Problem description:
Transcribe the records that follow, preserving every word.
-- Dataset content start --
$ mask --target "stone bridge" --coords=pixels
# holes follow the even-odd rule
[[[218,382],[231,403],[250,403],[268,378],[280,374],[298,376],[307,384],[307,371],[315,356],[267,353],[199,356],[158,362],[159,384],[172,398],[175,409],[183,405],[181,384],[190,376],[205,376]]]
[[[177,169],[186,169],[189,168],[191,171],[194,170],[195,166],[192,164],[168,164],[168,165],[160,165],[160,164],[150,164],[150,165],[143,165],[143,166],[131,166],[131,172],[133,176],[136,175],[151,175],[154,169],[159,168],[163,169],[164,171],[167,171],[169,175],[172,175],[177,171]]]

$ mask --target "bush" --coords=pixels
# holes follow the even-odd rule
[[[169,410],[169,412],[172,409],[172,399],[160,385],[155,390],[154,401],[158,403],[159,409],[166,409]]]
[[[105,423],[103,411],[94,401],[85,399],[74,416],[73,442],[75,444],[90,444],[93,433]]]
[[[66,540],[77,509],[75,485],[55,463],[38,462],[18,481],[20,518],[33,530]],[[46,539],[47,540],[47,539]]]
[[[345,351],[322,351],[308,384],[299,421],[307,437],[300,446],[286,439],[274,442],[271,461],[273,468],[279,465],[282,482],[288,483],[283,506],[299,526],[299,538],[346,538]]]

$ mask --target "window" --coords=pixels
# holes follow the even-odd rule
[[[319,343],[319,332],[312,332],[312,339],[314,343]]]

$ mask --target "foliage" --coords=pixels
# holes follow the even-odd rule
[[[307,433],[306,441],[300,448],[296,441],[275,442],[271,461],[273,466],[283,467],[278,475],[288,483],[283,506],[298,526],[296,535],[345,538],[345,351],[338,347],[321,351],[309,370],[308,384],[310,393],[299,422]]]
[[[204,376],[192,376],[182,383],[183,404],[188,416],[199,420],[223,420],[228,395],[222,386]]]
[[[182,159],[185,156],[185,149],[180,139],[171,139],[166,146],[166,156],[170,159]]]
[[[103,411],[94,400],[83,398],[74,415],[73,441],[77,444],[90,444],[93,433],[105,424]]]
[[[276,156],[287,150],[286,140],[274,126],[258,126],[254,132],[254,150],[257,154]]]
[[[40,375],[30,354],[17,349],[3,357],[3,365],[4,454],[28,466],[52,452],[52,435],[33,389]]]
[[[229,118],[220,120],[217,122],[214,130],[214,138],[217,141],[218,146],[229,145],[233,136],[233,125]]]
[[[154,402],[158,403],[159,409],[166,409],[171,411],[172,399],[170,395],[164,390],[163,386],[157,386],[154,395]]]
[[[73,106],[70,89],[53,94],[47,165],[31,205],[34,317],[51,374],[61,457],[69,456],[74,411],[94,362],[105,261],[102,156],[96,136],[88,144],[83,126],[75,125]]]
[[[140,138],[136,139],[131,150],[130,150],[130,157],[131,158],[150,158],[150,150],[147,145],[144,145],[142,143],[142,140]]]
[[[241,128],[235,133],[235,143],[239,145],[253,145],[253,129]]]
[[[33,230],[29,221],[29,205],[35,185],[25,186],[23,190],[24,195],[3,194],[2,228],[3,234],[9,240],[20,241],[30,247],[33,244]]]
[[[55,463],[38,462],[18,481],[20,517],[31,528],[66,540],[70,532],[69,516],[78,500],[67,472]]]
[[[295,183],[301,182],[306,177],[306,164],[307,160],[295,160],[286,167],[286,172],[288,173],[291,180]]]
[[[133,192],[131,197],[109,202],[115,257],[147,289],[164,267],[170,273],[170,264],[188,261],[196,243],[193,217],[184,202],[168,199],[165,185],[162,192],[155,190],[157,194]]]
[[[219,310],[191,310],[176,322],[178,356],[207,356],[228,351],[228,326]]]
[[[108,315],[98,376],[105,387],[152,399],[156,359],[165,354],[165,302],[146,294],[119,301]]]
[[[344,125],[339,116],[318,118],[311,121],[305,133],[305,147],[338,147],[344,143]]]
-- Dataset content end --
Expected answer:
$ mask --target "stone bridge" --coords=pixels
# holes follow the even-odd rule
[[[218,382],[231,403],[250,403],[268,378],[280,374],[298,376],[307,384],[307,371],[315,356],[267,353],[199,356],[158,362],[159,384],[172,398],[175,409],[183,405],[181,384],[190,376],[205,376]]]
[[[177,169],[186,169],[189,168],[191,171],[194,170],[195,166],[192,164],[168,164],[168,165],[160,165],[160,164],[150,164],[150,165],[143,165],[143,166],[131,166],[131,172],[133,176],[136,175],[151,175],[154,169],[159,168],[163,169],[164,171],[167,171],[169,175],[172,175],[177,171]]]

$ mask --target "bush" --coords=pixels
# holes follow the even-odd rule
[[[169,410],[169,412],[172,409],[172,399],[160,385],[155,390],[154,401],[158,403],[159,409],[166,409]]]
[[[105,423],[103,411],[94,401],[85,399],[74,416],[73,442],[75,444],[90,444],[93,433]]]
[[[66,540],[77,509],[75,485],[55,463],[38,462],[18,481],[20,518],[33,530]],[[46,539],[47,540],[47,539]]]
[[[345,351],[322,351],[308,384],[299,421],[307,437],[300,446],[286,439],[274,442],[271,461],[273,468],[279,465],[282,482],[288,483],[283,506],[299,526],[299,538],[346,538]]]

$ mask --target "window" --coords=pixels
# holes follow the even-odd rule
[[[319,343],[319,332],[312,332],[312,339],[314,343]]]

$ mask --target "foliage" --coords=pixels
# holes follow the even-odd rule
[[[307,433],[306,441],[300,448],[296,441],[275,442],[271,461],[273,466],[283,467],[278,475],[288,483],[283,506],[298,526],[296,535],[345,538],[345,351],[338,347],[321,351],[309,370],[308,384],[310,393],[299,422]]]
[[[204,376],[192,376],[182,383],[183,404],[188,416],[199,420],[223,420],[228,395],[222,386]]]
[[[182,159],[185,156],[185,149],[180,139],[171,139],[166,146],[166,156],[170,159]]]
[[[103,411],[94,400],[83,398],[74,415],[73,441],[77,444],[90,444],[93,433],[105,424]]]
[[[276,156],[287,150],[286,140],[274,126],[258,126],[254,132],[254,150],[257,154]]]
[[[40,375],[30,354],[17,349],[3,357],[3,365],[4,454],[28,466],[52,452],[52,435],[33,389]]]
[[[229,118],[220,120],[217,122],[214,130],[214,138],[217,141],[218,146],[229,145],[233,136],[233,125]]]
[[[154,402],[158,403],[159,409],[166,409],[171,411],[172,399],[170,395],[164,390],[163,386],[157,386],[154,395]]]
[[[73,106],[70,89],[53,94],[47,165],[31,205],[34,317],[51,374],[61,457],[69,456],[74,411],[94,362],[105,261],[102,156],[96,136],[88,144],[83,126],[75,125]]]
[[[140,138],[136,139],[131,150],[130,150],[130,157],[131,158],[150,158],[150,150],[147,145],[144,145],[142,143],[142,140]]]
[[[241,128],[235,133],[235,143],[239,145],[253,145],[253,129]]]
[[[33,230],[29,221],[29,205],[35,185],[25,186],[23,190],[24,195],[3,194],[2,228],[3,234],[9,240],[20,241],[30,247],[33,244]]]
[[[55,463],[38,462],[18,481],[20,517],[31,528],[66,540],[70,532],[69,516],[78,500],[67,472]]]
[[[295,183],[301,182],[306,177],[306,164],[307,160],[295,160],[286,167],[286,172],[288,173],[291,180]]]
[[[133,192],[131,197],[109,202],[115,257],[147,289],[164,267],[170,273],[170,264],[188,261],[196,243],[193,217],[184,202],[168,199],[165,185],[162,192],[155,190],[157,194]]]
[[[219,310],[191,310],[176,322],[178,356],[207,356],[228,351],[228,326]]]
[[[108,315],[98,376],[105,387],[152,399],[156,359],[165,354],[165,302],[146,294],[119,301]]]
[[[344,125],[339,116],[318,118],[311,121],[305,133],[305,147],[338,147],[344,143]]]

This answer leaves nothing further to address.